[PASSAGE TO READ]
□ □ □ □ □

The worst part of SQL is indeed how hard it is to compose. Something like D, where you would keep the relational model but add user-defined types would indeed be a strict improvement.

The reason why I'm skeptical of most proposed alternatives is that I'm fundamentally in your exact same position: I know SQL isn't perfect but I'm reasonably content with it; and they invariably all end up throwing away the "good parts" of SQL (relational model, declarative, easy stuff is easy).

The first step of an hypothetical solution that replaces SQL isn't "SQL sucks", it's "SQL is extremely good at what it does but has problems that are only fixable with a new language".

The Dataphor stuff was all open sourced I believe. But it's in a C#/MS ecosystem, and tied into their overall application builder tool etc. Not really a standlone product.

There's other "D" type projects. Rel is one. Don't have URL handy but it's fairly easy to find. They publish their grammar and example code.

None of these tools have ever matured or become popular. I have theories why, we could discuss forever.

I think the issue has more to do with two things: a) most people don't understand the relational model fully, so they have no idea what they're missing b) new databases (and existing) simply cannot afford to rock the boat here because they need customers. And in terms of the architecture of the DB system, the SQL parser is one of the lower effort items (when compared to query planner, optimization, storage impl and storage optimization, replication, etc.) So why invest there for little value? Customers aren't asking for it.

The company I'm contracting for right now has some interest in working in this space.

Date & Darwin did good work with "The Third Manifesto" but it went almost completely ignored, and the tone and target of it may have been off. Frustratingly we went through a phase where SQL went out of style and then back into style ("NewSQL") and so there may have been a window missed there where alternative query languages (but still based on the relational model) could have risen. But instead "NoSQL" was too interested in jettisoning the relational model along with SQL (mostly I would argue because they don't understand it).

□ □ □ □ □

[SOURCE DATA]
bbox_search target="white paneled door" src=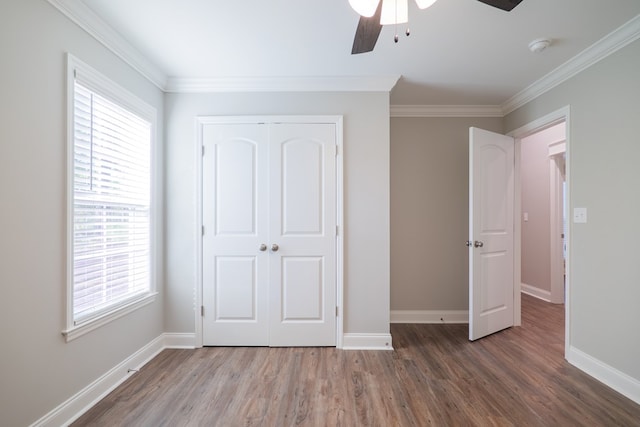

□ □ □ □ □

[WHAT THE TASK REQUIRES]
In the discussion of SQL alternatives, which "D" type project is said to publish its grammar and example code?

[RESULT]
Rel